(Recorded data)
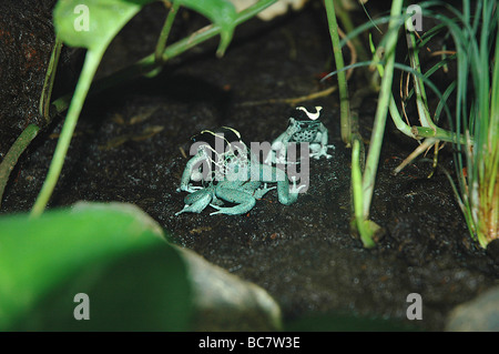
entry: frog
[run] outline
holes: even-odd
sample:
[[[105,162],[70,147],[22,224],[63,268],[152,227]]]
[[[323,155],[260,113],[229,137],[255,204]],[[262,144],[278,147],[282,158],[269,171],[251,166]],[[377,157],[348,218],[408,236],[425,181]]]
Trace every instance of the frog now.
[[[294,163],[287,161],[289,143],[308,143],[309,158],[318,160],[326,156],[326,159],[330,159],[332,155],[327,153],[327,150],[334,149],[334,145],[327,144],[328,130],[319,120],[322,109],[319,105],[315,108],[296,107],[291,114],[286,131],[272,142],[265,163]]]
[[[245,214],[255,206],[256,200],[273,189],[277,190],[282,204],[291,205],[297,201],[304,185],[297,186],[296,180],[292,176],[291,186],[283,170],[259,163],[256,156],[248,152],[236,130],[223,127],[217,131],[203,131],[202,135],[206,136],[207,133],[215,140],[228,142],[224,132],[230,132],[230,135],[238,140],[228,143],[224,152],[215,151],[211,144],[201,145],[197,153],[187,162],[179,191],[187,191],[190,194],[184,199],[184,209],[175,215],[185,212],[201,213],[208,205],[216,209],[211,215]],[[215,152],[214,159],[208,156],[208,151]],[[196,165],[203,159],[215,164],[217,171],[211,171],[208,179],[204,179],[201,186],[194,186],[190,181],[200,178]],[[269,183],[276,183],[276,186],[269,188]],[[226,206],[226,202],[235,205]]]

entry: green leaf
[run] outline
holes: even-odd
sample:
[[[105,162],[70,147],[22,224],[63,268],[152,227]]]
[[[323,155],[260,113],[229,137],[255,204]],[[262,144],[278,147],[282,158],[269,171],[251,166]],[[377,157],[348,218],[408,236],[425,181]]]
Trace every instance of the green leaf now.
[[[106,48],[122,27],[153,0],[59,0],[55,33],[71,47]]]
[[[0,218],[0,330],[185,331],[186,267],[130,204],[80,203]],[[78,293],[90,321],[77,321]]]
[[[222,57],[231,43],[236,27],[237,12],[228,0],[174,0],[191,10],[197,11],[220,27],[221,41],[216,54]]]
* * *
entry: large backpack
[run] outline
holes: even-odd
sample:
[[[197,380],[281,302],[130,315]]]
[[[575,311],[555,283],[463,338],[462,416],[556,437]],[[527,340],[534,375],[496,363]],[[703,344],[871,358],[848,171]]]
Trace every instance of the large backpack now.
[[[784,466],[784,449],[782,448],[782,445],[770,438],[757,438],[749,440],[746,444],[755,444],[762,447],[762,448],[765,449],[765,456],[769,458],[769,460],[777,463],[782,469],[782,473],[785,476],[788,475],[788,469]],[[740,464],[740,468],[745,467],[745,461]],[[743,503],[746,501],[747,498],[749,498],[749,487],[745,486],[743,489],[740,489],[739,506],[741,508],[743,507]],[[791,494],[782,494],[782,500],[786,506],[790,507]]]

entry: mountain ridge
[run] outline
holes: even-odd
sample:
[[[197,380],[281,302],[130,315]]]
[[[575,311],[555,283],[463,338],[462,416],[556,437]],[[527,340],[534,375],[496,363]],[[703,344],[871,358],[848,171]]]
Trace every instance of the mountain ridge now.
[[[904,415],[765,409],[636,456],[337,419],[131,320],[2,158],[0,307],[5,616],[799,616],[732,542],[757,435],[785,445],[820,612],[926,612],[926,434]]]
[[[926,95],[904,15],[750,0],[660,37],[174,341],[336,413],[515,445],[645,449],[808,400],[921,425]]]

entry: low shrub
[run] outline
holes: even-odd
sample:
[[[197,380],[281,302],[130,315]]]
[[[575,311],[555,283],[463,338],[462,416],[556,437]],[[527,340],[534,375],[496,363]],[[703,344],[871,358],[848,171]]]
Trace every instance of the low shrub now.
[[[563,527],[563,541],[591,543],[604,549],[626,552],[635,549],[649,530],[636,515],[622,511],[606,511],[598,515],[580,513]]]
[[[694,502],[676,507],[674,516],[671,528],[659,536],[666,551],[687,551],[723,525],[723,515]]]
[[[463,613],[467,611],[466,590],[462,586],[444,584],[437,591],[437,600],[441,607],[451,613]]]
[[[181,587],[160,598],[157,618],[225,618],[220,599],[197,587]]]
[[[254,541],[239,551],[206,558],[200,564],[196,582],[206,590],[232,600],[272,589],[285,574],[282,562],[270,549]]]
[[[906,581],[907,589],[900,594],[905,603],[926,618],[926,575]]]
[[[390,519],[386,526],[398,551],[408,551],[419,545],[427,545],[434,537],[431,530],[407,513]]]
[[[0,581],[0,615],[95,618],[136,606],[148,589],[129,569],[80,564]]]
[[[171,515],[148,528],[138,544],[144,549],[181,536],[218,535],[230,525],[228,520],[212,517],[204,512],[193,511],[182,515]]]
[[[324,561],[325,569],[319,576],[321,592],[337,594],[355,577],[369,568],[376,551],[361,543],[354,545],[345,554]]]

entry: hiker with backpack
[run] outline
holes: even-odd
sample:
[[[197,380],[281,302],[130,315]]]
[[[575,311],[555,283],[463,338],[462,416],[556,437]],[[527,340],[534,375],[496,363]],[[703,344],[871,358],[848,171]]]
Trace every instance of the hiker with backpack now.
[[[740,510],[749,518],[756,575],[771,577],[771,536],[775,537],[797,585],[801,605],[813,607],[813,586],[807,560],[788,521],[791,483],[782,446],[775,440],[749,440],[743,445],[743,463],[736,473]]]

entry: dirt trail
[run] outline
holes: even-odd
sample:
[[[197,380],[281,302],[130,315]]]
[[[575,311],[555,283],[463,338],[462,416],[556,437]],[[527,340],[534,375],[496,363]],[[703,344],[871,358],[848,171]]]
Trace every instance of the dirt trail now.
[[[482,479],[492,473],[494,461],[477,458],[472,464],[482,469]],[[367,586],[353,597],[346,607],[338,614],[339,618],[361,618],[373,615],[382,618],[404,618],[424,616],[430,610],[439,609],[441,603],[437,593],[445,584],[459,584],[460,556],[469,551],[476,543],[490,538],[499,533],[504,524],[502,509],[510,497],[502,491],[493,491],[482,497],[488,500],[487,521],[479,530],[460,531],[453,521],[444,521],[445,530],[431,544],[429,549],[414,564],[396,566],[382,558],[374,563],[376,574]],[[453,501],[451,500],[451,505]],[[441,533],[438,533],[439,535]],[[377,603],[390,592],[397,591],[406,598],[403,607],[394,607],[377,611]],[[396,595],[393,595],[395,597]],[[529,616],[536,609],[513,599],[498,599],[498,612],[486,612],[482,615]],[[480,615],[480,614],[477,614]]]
---
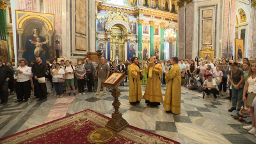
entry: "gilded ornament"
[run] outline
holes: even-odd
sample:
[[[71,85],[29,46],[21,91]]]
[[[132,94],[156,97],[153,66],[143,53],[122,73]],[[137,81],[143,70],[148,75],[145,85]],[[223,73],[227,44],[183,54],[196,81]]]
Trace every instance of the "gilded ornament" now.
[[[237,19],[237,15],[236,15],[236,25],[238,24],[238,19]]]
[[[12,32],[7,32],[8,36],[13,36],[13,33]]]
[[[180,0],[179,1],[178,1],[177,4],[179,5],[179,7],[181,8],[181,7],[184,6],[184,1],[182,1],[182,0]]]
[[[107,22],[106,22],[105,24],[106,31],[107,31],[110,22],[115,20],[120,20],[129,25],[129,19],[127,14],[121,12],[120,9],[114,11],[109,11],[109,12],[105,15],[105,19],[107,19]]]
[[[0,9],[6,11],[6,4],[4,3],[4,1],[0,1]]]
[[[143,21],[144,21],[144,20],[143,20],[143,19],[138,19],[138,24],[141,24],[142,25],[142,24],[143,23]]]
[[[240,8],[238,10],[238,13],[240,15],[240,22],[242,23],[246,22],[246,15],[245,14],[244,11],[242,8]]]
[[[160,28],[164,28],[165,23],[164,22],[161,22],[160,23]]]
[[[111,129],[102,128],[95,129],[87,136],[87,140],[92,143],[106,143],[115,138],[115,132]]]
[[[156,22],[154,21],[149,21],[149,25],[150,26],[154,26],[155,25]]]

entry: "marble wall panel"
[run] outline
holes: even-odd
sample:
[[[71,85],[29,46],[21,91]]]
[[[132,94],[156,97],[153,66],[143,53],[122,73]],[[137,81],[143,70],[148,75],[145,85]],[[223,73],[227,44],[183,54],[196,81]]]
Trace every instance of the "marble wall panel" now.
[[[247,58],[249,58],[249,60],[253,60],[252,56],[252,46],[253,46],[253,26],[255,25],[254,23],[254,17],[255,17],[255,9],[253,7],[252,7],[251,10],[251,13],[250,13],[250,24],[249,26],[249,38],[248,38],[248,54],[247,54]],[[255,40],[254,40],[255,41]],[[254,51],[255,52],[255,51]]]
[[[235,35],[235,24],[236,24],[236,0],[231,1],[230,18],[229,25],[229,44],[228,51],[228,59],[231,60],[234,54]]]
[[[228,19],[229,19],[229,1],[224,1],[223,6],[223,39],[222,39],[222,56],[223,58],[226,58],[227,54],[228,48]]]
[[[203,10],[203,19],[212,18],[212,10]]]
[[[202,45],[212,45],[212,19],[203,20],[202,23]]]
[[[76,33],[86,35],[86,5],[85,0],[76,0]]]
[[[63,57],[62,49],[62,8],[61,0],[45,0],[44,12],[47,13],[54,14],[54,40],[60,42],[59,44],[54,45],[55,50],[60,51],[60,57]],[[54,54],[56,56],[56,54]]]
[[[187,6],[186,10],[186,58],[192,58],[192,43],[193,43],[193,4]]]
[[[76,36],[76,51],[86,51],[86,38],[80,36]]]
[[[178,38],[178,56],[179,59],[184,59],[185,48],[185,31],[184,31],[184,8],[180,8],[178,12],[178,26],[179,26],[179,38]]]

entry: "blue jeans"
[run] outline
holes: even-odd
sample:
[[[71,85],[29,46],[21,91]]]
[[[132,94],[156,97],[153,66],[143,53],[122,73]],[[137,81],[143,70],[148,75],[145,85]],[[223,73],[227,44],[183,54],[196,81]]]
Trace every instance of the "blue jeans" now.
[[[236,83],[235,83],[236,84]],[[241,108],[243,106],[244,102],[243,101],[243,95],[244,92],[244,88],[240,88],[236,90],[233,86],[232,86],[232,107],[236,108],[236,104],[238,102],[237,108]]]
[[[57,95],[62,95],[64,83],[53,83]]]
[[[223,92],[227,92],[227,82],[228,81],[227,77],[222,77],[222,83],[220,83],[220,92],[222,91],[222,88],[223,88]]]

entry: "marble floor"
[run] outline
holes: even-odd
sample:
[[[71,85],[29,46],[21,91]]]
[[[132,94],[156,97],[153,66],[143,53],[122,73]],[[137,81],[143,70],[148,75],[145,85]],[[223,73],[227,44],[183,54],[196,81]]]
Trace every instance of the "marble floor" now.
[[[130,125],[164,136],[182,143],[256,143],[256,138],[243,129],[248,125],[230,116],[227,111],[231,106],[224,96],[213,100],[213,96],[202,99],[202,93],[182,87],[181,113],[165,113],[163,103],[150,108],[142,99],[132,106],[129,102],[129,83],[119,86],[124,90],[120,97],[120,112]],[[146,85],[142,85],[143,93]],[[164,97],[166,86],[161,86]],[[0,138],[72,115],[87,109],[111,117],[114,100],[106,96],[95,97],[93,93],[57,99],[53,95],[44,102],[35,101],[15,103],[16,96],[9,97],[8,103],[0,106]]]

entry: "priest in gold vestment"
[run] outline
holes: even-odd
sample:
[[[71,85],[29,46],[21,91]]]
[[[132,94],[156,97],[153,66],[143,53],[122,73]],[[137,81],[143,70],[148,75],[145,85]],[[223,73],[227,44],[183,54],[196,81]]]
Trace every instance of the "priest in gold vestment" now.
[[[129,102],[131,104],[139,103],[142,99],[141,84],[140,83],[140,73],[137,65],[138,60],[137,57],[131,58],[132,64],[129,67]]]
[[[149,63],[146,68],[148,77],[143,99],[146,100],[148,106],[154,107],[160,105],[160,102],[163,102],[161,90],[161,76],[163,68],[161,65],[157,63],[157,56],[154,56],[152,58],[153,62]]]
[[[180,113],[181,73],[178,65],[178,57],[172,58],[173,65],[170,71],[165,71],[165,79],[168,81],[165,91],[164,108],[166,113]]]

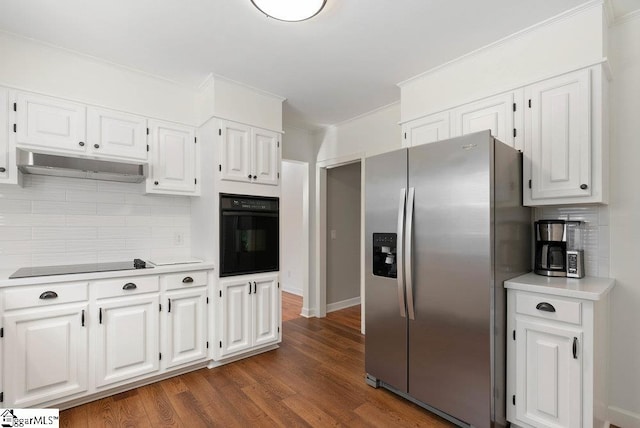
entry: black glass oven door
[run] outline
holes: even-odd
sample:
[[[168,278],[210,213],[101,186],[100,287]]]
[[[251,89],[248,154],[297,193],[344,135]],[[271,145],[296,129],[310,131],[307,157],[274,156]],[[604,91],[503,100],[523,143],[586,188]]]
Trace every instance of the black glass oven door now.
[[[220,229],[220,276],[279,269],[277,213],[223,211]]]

Your instructions:
Gather every line from the entries above that contains the string "shrub", and copy each line in full.

Response:
entry: low shrub
Trace every instance of the low shrub now.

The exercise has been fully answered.